> **PASSAGE GIVEN**:
○ ○ ○ ○
# Help my thumb is black!



## bannlow2471 (Mar 12, 2013)

So I've always has something of a black thumb...its just never really mattered that much before. Now that I'm addicted to Bettas, though, and have found that I really like the look of a natural looking tank with live plants this is becoming a dilemma. I've always used live plants in my male veil tail's tank and he was in a 2.5 gallon at first and then upgraded to a 5 gallon. In the five months or so that I've had him I have replaced plants pretty frequently. Like every six weeks or so. It was a manageable expense ..but now that I have two more Bettas and am moving them into a divided 10 gallon which I want to fill with live plants it isn't as much of a non issue as before. I want live plants but I don't want to be constantly replacing them so I need to learn how to better care for them. If I don't want a planted tank per se is there any way to do this? Anything I can add to the water to help them that won't hurt my fish? I currently am using API Stresscoat as a water conditioner. Any help appreciated.


----------



## kyle89 (Mar 1, 2013)

What kind of plants did you have before?


----------



## bannlow2471 (Mar 12, 2013)

Do you mean what kind of plants in the fish tanks? I don't really know the different ones ... I know Anubis and java fern for sure as well as others. You can maybe identify some in my avatar pic ...it's pretty current.


----------



## LittleBlueFishlets (Nov 10, 2012)

The only plant I've been able to grow successfully is pothos. It is not aquatic, so the roots can be submerged, but the leaves need to be above the water. (I put it through the hole in the lid.) It's easy to grow. It isn't picky about lighting and will even grow in plain water, so no extra nutrients are needed. The roots grow quickly, and the fish seem to like swimming through them.
○ ○ ○ ○
> **LISTED ENTRIES**:
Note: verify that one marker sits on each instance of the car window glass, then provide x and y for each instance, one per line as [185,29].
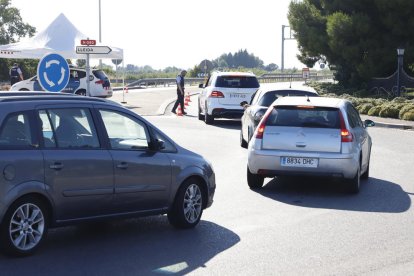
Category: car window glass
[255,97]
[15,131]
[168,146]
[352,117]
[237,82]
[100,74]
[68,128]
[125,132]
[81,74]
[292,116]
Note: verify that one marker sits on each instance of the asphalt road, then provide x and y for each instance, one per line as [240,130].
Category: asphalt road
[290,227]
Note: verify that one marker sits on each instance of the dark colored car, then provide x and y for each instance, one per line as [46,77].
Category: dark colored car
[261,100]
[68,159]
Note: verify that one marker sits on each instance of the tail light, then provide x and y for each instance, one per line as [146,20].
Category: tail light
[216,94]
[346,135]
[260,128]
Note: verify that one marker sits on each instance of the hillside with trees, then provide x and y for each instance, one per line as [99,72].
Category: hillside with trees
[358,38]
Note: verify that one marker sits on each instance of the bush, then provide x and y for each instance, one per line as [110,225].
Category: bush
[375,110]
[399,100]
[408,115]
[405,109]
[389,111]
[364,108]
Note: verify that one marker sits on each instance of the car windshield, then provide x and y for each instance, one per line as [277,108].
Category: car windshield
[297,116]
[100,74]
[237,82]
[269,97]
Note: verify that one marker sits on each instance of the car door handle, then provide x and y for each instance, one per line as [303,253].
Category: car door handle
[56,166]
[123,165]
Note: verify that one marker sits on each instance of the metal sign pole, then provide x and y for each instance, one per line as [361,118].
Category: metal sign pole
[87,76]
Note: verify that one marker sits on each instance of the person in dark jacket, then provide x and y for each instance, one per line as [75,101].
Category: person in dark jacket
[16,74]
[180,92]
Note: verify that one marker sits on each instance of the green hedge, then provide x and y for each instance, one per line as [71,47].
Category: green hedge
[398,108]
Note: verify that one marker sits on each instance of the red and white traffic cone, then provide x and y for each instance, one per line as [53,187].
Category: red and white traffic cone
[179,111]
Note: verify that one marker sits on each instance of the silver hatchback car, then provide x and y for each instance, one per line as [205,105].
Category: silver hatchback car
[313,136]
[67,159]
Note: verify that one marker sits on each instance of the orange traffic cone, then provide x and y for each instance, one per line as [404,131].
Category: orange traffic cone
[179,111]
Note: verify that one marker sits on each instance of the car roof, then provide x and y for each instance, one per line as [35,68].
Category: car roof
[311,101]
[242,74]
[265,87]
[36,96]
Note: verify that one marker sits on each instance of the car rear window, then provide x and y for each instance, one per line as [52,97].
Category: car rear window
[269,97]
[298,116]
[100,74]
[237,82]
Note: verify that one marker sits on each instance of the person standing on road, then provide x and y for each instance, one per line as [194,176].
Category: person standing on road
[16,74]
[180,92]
○ ○ ○ ○
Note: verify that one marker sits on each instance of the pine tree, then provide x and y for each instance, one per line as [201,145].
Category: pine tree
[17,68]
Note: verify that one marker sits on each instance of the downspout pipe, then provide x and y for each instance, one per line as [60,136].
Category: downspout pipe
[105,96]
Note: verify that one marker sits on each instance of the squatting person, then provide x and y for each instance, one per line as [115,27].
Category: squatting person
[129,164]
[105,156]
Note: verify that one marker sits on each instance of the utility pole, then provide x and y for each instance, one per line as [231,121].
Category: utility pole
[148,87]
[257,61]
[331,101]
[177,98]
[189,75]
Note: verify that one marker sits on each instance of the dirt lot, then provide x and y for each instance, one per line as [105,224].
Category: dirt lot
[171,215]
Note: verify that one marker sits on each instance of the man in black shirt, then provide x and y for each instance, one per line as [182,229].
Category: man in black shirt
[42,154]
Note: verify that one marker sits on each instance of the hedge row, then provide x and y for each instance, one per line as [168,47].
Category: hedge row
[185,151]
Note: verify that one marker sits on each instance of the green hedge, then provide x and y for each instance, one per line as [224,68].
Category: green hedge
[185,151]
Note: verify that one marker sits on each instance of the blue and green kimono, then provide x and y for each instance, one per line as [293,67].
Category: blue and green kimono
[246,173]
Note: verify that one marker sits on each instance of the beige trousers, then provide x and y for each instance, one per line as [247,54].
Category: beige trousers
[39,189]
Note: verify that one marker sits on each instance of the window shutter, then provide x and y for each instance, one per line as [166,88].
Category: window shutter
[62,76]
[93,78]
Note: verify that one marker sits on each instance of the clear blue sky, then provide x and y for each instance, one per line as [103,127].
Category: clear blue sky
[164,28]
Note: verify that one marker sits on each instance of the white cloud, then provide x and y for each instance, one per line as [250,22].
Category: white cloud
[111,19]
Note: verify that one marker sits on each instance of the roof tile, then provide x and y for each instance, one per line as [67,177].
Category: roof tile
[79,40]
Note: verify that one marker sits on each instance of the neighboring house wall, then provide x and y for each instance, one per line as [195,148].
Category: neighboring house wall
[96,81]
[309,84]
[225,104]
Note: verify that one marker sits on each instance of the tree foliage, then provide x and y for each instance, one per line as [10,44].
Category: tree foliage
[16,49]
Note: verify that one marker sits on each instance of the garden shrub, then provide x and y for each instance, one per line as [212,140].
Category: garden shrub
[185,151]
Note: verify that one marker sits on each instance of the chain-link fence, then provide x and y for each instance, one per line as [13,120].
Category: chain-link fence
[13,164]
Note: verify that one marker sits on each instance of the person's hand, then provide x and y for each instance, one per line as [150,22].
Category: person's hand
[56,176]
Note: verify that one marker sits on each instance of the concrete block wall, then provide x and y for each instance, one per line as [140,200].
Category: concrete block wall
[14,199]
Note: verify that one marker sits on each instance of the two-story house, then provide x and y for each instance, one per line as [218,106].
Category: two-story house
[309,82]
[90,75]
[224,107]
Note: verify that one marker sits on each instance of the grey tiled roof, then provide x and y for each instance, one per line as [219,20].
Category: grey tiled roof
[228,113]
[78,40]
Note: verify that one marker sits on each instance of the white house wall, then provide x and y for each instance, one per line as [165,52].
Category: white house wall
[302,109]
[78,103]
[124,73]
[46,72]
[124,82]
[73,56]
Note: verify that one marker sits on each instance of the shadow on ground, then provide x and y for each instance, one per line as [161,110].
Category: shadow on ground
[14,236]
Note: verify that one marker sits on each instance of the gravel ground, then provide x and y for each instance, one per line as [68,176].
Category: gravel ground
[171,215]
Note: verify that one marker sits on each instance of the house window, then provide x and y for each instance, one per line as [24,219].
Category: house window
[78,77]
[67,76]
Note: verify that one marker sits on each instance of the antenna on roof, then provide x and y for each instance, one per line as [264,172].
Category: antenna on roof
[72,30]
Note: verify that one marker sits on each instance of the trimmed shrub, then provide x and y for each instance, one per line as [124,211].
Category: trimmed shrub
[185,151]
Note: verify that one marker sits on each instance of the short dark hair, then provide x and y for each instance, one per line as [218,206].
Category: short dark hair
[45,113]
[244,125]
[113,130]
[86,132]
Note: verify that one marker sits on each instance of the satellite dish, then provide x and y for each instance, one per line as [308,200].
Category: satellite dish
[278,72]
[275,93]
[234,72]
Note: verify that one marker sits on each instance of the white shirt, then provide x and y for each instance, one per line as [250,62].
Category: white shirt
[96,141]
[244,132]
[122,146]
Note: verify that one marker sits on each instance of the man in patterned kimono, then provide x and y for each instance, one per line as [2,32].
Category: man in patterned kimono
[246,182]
○ ○ ○ ○
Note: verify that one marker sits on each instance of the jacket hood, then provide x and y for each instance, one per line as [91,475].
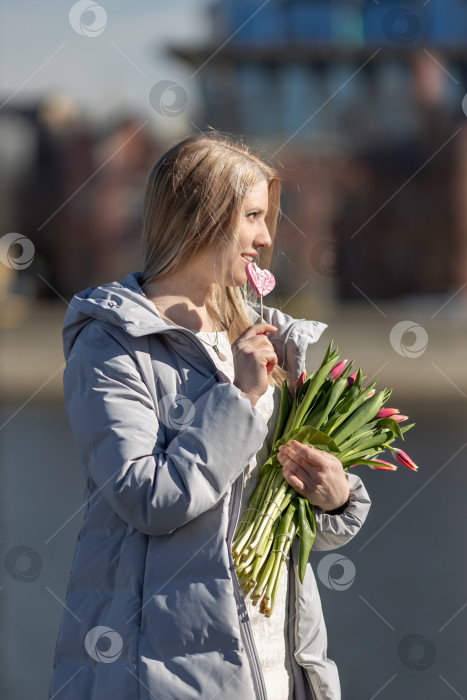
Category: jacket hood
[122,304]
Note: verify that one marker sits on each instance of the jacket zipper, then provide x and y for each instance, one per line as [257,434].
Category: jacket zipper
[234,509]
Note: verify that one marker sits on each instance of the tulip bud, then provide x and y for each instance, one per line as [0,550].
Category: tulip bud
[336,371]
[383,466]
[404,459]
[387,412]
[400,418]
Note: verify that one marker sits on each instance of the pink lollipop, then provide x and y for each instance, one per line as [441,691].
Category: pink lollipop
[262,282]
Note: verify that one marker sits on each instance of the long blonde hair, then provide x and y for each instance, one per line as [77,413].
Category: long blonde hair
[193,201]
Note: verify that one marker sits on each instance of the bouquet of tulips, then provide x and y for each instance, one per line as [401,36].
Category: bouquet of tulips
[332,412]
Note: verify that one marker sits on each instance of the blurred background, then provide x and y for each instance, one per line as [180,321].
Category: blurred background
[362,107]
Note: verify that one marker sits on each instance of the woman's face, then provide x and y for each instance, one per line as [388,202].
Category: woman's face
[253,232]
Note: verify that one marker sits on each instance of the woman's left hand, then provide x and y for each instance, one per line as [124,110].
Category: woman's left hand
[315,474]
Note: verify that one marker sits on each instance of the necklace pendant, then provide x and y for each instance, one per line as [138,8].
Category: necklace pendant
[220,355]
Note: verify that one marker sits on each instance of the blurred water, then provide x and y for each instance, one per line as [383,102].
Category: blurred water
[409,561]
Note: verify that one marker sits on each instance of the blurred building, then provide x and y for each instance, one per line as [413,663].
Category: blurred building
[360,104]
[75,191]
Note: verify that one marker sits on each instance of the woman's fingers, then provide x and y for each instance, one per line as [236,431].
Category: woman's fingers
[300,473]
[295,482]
○ ○ ○ ○
> **OBJECTIVE 1**: In the aquarium plant thread, which water conditioner does bannlow2471 currently use?
> **OBJECTIVE 2**: Continue the aquarium plant thread from its last post.

> **EXPECTED ANSWER 1**: API Stresscoat.

> **EXPECTED ANSWER 2**:
If you want to stick with aquatic plants though, what type of lighting do you have? And how are you planting them (substrate, etc)


----------



## kyle89 (Mar 1, 2013)

Java fern is a very hardy plant an anubias is too. How did you have both in your tank? Planted? Where you using fertilizer? Why do you think the plants are dying? Where are you buying the plants


----------



## Draug Isilme (Aug 7, 2011)

Also, what kind of lighting are you using for your plants and how long are you leaving the light on? It might even be as simple as not having the right light. I've never had java fern, but my anubis thrives pretty well in my 5g. The first time I got it, I was actually giving it too long of light hours so after cutting back a couple of hours, it helped the plant to adjust and does just fine.


----------



## bannlow2471 (Mar 12, 2013)

In the five gallon tank in my avatar there are only LED hood lights so I guess that is my problem. The substrate is some natural (natural looking?) decorative stones. I either let the plants float or tuck them under some stones to anchor them. I've never used any fertilizer. I've always had live plants in the tank since I got him because I had read that plastic ones damage their fins. Whenever they would start looking icky I would just replace them. It's not terribly expensive to do that but it would be great to avoid it if possible.


----------



## Lostiethatlikesherbetta (Apr 2, 2013)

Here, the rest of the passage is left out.